**Exercise prompt**
Continue the forum thread about ambiguous column names in a joined SQL query, starting after its final sentence.

**Document**
--- --- ---

Hi @matriv it almost worked. Thanks

This query

select definition, properties, array_agg(digest), array_agg(description), array_agg(filename) from (select * FROM processors p LEFT JOIN attachments_meta a ON a.digest IN (p.attachments)) as tt group by definition, properties limit 100

works correctly and gives this result

Now I have to solve a problem: in both tables there is a column called “name” but I was not able to distinguish the column. The syntax I tried gave me an error: tt.p.name or p.name or simply name

There is a syntax to distinguish the two columns?

1 Like

I just had a quick look, I assume that the error you got is AmbiguousColumnException?

You can quickly reproduce that with two tables like:
create table t1 (a integer)
create table t2 (a integer)

select
  outter.a
from
  (
    select
      *
    from
      t1
      left join t2 on t1.a = t2.a
  ) as outter
-- AmbiguousColumnException[Column "a" is ambiguous]

This happens because after the join, both a exists, so if we try to reference one as the error says, it’s ambiguous. If you see the result data you’ll see that you actually get both columns a with values.

--- --- ---

**Source material**
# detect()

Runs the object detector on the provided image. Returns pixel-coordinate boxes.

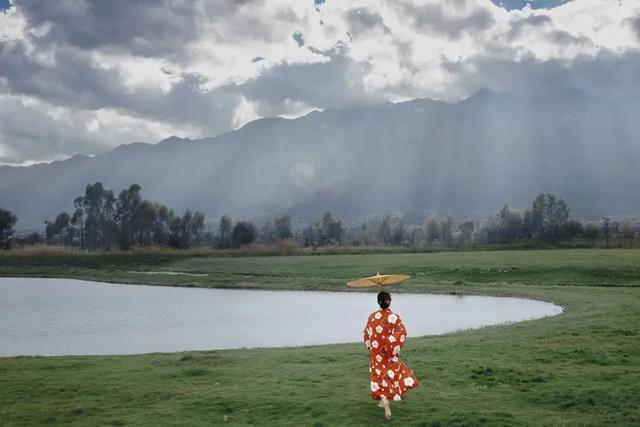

--- --- ---

**Result**
To solve this you have to specifically give a name to each column, following my example:

select
  outter.t1a,
  outter.t2a
from
  (
    select
      t1.a as t1a,
      t2.a as t2a
    from
      t1
      left join t2 on t1.a = t2.a
  ) as outter
-- +-----+-----+
-- | t1a | t2a |
-- +-----+-----+
-- | 1  |  2  |
---+----+-----+

If that does not apply to your situation could you please share the query and the exact error? thanks!

1 Like

Thanks @surister, the error was AmbiguousColumnException but, trying to assign names to the ambiguous columns gives other errors.

I’ll try asap and post queries and results.

example based on your tables:

select pname, definition, properties, array_agg(digest), array_agg(description), array_agg(filename), array_agg(aname)
from (
    select p.definition, p.properties, p.name as pname, a.digest, a.description, a.filename, a.name as aname
    FROM processors p LEFT JOIN attachment s_meta a ON a.digest IN (p.attachments)
) as tt
group by pname, definition, properties limit 100;
2 Likes

Thanks @matriv and @surister this worked perfectly.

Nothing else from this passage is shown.